**Exercise directions**
Show every line of the records that contains the string "scale". Matching is case-sensitive.

# Start of Provided records

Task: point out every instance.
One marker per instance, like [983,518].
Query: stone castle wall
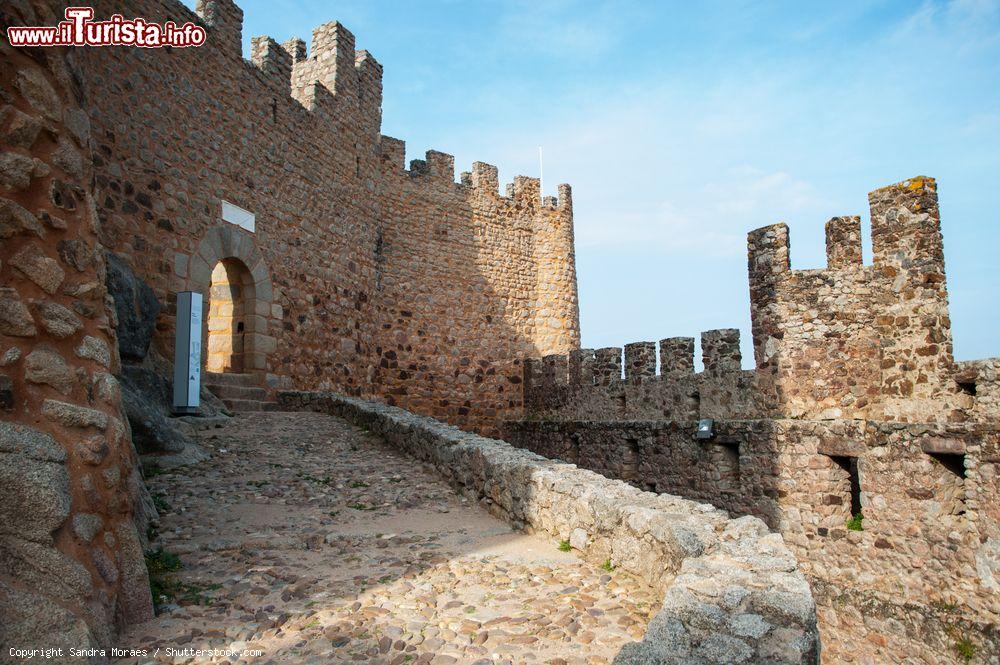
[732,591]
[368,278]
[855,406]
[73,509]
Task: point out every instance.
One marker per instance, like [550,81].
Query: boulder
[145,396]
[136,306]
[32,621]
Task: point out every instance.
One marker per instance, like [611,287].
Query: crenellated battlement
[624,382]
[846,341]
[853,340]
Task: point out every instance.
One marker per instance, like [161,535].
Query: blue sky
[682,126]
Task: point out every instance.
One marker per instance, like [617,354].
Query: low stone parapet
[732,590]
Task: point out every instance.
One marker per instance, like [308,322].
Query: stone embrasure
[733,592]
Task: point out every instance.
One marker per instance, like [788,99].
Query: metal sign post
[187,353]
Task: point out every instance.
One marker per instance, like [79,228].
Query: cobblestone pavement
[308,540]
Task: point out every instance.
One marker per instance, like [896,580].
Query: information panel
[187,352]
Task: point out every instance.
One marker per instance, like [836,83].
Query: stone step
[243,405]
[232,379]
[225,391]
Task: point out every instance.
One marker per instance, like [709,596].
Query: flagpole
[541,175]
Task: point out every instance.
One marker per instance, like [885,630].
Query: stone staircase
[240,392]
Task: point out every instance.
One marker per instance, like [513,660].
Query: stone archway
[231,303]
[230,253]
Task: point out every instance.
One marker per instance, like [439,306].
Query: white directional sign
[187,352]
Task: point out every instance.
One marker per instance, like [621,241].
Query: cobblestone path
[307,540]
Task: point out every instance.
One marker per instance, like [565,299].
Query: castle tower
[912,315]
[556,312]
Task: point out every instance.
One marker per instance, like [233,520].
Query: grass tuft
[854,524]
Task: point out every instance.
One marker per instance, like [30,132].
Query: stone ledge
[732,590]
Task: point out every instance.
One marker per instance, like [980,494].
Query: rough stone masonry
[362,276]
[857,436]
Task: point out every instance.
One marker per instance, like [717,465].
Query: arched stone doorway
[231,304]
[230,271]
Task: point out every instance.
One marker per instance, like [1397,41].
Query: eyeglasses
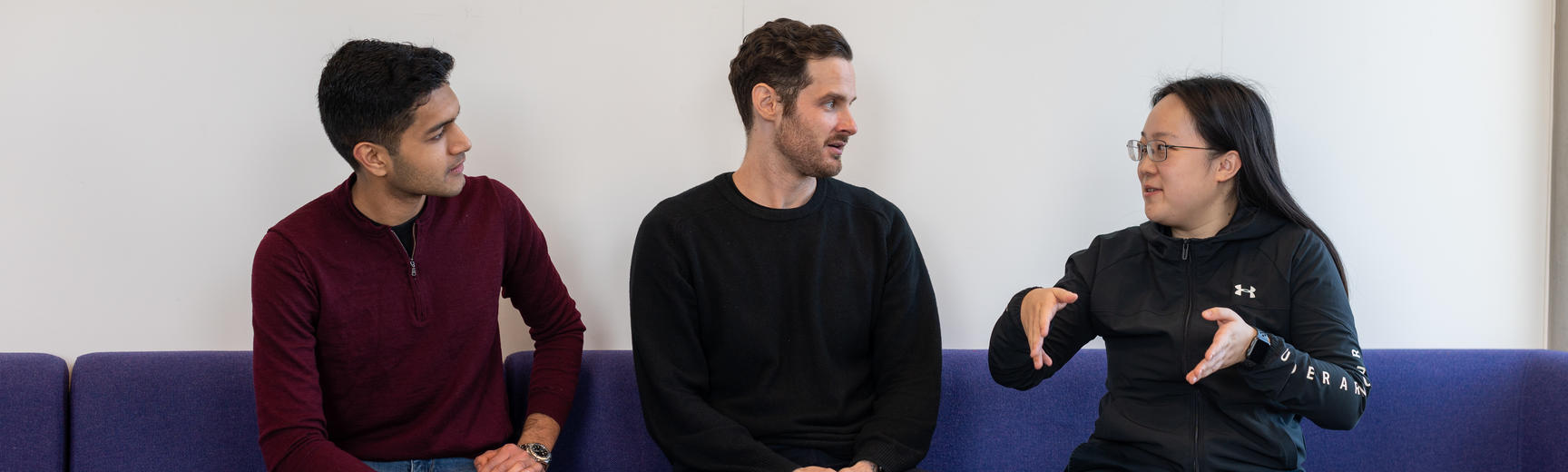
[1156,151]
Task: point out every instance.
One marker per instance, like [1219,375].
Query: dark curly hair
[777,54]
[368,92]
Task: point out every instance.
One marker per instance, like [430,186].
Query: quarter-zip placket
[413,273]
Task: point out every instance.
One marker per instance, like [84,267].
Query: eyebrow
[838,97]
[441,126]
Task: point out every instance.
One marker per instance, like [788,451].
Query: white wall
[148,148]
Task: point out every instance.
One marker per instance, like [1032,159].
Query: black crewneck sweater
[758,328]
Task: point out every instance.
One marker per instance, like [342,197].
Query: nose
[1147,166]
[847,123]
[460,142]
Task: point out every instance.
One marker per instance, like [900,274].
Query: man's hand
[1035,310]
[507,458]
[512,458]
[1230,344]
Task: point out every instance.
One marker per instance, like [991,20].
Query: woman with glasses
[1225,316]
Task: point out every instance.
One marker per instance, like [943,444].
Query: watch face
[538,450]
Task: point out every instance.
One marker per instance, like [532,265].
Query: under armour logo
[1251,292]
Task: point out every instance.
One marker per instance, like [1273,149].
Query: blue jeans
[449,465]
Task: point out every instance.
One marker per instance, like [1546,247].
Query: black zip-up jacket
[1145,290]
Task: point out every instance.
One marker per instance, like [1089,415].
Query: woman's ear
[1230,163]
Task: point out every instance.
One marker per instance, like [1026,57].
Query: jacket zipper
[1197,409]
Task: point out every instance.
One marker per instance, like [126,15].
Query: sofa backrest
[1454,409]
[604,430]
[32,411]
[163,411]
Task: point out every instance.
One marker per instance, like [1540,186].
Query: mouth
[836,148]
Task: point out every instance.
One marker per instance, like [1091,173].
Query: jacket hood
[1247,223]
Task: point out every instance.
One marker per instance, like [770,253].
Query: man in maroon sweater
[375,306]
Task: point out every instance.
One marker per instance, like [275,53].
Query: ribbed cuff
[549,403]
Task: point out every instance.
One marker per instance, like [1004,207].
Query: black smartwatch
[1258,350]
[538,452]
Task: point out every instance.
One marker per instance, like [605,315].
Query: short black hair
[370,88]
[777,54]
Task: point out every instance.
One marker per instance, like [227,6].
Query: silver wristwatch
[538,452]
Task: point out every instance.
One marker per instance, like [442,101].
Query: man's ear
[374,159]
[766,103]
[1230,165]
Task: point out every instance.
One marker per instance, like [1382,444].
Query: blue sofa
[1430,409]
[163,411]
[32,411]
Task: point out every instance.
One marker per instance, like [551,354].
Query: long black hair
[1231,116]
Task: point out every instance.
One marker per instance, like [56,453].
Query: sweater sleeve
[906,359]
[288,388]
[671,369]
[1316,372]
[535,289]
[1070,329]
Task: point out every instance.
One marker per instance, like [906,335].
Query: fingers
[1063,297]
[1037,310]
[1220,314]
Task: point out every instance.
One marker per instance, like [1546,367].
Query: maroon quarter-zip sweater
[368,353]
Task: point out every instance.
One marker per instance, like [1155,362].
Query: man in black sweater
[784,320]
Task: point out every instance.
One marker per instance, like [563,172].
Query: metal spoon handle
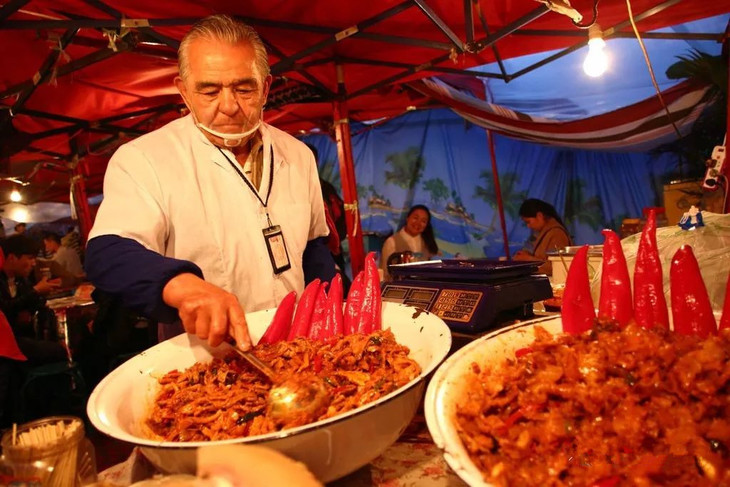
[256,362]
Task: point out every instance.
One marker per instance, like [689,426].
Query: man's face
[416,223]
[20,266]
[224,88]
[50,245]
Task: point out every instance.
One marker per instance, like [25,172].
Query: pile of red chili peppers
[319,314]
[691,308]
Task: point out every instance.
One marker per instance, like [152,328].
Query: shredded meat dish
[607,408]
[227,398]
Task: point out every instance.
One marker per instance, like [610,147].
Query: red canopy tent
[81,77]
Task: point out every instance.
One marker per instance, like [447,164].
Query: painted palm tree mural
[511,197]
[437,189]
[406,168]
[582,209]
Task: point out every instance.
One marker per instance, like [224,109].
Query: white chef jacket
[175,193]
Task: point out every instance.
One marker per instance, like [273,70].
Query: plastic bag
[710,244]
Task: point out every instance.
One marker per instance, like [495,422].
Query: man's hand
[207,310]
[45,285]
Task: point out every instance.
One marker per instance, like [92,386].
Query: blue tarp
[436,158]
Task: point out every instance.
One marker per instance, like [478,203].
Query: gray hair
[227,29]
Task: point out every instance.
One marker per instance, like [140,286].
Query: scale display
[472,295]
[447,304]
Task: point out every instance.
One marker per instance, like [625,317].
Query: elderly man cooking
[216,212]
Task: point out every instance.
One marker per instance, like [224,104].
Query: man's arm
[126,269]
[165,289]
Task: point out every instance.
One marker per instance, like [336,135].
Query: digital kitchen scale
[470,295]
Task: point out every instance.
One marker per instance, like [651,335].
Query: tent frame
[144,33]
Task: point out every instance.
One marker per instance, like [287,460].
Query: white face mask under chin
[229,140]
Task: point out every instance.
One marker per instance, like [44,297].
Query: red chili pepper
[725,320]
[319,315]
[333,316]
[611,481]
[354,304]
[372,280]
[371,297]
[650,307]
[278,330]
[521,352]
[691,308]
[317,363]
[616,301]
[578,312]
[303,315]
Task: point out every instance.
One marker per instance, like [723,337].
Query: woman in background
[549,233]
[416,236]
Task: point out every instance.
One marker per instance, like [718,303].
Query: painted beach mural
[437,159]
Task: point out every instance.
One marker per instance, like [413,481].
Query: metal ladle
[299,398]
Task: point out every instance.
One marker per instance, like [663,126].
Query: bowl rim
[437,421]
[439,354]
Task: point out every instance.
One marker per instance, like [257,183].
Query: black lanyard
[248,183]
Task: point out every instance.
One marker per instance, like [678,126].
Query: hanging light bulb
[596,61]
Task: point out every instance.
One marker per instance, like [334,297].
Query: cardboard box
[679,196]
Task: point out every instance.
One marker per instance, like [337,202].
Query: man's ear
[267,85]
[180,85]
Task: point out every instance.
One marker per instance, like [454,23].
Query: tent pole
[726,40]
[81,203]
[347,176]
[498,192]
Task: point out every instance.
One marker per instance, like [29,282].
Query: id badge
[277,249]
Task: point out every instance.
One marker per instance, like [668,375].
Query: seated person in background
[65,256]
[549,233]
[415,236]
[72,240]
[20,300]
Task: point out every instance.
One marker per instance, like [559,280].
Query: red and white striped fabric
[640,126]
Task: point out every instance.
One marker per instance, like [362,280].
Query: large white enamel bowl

# End of Provided records

**Exercise solution**
Query: scale display
Query: digital kitchen scale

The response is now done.